- Assignment
Lines from the start of the data through the line containing "positive clicks: (36, 245)" must be given again exactly. Leave the others out.

- Given records
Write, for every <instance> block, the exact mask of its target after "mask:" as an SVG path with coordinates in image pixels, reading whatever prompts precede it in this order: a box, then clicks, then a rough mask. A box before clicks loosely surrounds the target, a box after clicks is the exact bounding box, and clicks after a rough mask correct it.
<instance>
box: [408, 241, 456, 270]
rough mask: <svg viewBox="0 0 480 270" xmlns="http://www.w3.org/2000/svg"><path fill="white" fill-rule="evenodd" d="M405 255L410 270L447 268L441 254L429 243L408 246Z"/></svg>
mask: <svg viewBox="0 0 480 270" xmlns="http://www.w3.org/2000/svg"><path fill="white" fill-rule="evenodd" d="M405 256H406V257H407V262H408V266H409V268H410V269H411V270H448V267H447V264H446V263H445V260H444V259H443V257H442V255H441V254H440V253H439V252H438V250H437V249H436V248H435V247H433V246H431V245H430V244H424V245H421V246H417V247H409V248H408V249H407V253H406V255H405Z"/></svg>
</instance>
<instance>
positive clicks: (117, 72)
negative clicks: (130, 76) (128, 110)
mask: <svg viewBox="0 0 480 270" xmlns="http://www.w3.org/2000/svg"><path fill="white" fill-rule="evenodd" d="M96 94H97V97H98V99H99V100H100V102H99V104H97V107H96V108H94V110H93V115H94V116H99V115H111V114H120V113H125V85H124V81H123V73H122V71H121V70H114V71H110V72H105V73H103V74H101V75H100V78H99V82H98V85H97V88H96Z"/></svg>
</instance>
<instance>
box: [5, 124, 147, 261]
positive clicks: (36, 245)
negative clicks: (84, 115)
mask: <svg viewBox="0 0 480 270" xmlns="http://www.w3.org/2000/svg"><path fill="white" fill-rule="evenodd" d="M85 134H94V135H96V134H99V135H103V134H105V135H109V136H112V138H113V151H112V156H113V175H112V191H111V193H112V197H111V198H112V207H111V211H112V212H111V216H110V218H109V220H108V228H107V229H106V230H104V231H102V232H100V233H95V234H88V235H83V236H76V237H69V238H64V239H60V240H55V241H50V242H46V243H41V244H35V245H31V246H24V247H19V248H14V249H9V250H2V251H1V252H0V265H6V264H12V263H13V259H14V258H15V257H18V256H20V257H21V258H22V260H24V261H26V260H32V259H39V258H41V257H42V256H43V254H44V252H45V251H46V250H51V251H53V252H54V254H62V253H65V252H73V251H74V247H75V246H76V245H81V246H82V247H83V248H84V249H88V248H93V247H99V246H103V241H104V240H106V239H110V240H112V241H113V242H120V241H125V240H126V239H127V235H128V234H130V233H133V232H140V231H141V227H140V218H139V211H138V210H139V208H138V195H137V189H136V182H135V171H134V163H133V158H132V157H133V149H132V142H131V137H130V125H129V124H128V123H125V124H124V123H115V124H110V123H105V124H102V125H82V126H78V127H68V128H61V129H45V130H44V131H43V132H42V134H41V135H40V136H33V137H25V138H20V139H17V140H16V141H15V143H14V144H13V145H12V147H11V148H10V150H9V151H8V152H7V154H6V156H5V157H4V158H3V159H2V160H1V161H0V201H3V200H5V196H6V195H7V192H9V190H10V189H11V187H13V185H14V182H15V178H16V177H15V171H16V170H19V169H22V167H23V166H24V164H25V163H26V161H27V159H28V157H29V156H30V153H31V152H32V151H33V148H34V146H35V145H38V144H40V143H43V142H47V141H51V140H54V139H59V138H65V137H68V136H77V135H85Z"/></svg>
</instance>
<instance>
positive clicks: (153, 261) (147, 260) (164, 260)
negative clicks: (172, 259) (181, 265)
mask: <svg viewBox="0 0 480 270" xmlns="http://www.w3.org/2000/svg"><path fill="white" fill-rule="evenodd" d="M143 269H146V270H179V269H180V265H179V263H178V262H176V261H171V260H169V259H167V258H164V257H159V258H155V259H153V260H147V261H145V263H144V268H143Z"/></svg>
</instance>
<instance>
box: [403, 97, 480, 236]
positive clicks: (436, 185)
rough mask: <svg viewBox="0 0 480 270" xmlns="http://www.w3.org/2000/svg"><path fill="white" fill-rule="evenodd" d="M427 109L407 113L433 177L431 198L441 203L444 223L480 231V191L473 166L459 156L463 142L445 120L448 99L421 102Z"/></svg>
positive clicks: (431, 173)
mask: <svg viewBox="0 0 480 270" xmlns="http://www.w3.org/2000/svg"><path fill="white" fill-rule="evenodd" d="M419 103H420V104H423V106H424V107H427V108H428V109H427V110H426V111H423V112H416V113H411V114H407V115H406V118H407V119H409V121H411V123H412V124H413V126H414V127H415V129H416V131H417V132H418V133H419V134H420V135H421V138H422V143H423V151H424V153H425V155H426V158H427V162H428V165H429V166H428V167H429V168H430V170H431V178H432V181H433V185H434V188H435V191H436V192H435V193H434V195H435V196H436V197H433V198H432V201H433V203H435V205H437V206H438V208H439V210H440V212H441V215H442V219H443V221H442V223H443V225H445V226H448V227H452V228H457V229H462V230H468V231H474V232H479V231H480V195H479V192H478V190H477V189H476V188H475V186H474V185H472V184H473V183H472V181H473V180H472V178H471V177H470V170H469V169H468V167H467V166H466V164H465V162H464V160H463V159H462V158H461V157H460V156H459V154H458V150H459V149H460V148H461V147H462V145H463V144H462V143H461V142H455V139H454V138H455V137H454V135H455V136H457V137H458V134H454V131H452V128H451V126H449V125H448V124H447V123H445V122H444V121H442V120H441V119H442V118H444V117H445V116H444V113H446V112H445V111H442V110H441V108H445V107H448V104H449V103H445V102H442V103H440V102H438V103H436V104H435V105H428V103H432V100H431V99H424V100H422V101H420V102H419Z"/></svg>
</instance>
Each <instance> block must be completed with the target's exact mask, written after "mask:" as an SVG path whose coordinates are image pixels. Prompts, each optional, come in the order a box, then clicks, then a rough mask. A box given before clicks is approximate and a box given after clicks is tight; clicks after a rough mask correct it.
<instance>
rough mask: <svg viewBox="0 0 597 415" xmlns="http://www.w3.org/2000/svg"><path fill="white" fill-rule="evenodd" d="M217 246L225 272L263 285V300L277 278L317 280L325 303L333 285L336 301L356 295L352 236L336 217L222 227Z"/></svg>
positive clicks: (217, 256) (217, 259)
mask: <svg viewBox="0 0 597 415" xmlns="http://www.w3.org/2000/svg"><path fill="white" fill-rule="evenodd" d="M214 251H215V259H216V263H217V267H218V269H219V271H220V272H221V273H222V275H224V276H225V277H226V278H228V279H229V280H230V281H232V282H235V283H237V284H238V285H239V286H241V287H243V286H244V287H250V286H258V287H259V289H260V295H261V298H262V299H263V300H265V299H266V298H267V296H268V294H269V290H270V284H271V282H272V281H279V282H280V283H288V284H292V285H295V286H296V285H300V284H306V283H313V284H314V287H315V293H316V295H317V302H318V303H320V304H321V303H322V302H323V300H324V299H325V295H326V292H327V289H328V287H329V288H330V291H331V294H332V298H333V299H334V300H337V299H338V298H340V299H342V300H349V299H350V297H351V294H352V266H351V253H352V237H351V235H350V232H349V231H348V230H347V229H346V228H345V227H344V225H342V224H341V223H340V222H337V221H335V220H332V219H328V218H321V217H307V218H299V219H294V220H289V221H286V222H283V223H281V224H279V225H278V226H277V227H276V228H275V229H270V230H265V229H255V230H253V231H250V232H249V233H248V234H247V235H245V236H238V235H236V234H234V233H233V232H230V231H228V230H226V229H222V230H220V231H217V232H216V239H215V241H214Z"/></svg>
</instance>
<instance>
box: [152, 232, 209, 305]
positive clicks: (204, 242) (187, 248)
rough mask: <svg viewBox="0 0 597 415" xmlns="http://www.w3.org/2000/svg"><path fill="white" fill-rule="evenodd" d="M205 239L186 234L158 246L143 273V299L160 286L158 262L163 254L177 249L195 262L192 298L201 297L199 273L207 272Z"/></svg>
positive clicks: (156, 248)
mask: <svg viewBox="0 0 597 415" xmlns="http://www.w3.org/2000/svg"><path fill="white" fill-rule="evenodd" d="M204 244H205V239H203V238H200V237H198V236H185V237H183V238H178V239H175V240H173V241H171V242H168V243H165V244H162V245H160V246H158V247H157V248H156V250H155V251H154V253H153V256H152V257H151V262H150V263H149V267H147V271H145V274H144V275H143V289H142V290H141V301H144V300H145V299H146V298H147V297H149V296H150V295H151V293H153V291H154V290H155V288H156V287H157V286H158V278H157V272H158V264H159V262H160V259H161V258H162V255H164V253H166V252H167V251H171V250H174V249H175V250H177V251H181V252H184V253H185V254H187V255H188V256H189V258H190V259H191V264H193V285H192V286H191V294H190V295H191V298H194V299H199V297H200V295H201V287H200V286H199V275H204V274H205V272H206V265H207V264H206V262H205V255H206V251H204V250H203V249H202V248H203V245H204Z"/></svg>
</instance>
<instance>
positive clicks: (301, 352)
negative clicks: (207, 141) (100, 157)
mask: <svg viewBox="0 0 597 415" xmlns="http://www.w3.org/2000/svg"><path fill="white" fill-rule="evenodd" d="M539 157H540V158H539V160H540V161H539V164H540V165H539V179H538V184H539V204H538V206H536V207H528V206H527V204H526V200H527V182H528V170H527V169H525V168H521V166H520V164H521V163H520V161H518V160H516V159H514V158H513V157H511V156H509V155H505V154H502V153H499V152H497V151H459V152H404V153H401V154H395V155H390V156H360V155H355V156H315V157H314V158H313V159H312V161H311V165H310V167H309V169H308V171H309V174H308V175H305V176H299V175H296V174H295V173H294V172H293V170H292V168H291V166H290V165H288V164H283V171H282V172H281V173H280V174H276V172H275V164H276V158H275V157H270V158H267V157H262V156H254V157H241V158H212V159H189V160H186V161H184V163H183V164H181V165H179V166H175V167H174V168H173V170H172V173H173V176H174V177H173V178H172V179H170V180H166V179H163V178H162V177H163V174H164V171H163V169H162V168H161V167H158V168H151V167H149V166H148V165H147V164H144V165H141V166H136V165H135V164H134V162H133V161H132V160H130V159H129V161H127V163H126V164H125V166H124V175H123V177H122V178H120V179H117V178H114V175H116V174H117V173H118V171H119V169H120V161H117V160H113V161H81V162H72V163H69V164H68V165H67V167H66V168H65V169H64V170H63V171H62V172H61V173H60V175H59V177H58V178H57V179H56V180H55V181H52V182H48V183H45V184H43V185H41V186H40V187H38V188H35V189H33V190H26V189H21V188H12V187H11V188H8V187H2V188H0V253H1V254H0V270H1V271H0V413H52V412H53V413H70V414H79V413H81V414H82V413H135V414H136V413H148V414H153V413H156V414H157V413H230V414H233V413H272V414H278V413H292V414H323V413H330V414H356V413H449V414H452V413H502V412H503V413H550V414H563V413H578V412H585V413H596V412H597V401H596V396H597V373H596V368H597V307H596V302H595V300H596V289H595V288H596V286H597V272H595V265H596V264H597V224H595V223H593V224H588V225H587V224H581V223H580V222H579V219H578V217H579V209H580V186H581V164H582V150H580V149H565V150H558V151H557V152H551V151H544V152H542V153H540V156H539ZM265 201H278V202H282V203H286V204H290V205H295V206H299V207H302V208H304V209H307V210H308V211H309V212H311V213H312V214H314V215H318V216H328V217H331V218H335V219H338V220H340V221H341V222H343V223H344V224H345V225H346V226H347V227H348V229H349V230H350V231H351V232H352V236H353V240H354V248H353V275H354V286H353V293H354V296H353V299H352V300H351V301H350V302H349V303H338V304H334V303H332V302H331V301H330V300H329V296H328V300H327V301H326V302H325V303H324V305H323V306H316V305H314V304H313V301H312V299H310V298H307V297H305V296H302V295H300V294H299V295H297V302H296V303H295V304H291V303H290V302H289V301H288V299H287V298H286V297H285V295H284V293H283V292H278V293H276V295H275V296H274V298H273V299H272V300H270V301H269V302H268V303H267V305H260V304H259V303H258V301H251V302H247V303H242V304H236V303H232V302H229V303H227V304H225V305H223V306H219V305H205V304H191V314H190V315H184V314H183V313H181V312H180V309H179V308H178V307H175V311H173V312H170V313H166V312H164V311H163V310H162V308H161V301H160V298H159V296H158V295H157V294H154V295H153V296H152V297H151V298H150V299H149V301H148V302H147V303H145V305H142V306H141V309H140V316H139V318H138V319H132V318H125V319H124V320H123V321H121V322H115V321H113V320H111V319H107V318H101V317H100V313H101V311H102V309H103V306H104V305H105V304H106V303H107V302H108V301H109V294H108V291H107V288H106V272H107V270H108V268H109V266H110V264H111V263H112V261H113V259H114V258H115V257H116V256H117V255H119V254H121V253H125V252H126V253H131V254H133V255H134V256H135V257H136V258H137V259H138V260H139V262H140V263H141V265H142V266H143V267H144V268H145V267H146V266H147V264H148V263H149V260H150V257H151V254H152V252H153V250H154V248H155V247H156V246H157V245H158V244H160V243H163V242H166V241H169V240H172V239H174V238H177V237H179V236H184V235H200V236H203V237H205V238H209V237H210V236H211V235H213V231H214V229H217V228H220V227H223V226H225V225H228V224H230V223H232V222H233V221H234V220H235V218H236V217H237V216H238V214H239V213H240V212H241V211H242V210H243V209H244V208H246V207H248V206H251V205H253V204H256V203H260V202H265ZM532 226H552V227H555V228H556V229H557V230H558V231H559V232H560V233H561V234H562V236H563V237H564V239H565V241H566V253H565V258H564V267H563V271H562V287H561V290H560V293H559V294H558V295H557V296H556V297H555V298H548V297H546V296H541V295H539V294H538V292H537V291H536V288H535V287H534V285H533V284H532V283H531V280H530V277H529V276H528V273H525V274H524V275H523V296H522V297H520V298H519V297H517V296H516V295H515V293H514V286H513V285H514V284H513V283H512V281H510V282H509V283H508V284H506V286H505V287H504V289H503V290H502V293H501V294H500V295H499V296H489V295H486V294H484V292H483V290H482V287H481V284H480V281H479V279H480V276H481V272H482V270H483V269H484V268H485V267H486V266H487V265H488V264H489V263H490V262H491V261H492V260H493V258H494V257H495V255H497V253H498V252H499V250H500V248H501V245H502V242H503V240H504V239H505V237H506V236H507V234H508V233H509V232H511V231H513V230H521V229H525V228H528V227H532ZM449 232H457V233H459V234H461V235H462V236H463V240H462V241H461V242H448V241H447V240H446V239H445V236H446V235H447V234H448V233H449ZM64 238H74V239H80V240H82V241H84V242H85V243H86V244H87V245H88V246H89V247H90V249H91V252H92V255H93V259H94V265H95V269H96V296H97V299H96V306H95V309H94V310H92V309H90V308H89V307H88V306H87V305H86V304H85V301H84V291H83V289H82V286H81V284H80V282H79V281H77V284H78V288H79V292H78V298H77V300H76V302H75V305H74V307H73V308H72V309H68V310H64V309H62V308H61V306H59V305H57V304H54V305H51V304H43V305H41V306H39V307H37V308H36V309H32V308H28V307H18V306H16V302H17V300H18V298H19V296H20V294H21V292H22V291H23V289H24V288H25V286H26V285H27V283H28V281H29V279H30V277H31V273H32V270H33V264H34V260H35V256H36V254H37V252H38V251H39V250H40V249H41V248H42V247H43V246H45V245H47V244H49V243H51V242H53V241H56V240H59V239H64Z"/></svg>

- Response to this task
Write, for every <instance> block, the exact mask of its target after "mask:" as an SVG path with coordinates in image pixels, reading whatever prompts precede it in this order: a box, then clicks, then a rough mask. A box before clicks loosely surrounds the target, a box after clicks is the exact bounding box, and clicks after a rough mask correct it.
<instance>
box: [408, 241, 456, 270]
rough mask: <svg viewBox="0 0 480 270" xmlns="http://www.w3.org/2000/svg"><path fill="white" fill-rule="evenodd" d="M405 255L410 270L447 268L441 254L429 243L408 246Z"/></svg>
mask: <svg viewBox="0 0 480 270" xmlns="http://www.w3.org/2000/svg"><path fill="white" fill-rule="evenodd" d="M405 256H406V257H407V262H408V266H409V268H410V269H411V270H448V267H447V264H446V263H445V260H444V259H443V257H442V255H441V254H440V253H439V252H438V250H437V249H436V248H435V247H433V246H431V245H430V244H424V245H421V246H417V247H409V248H408V249H407V253H406V255H405Z"/></svg>
</instance>
<instance>
positive clicks: (117, 72)
negative clicks: (130, 76) (128, 110)
mask: <svg viewBox="0 0 480 270" xmlns="http://www.w3.org/2000/svg"><path fill="white" fill-rule="evenodd" d="M96 94H97V97H98V99H99V100H100V102H99V104H97V107H96V108H94V110H93V115H94V116H99V115H111V114H120V113H125V85H124V81H123V73H122V71H121V70H114V71H110V72H105V73H103V74H101V75H100V78H99V82H98V85H97V88H96Z"/></svg>
</instance>
<instance>
box: [5, 124, 147, 261]
positive clicks: (36, 245)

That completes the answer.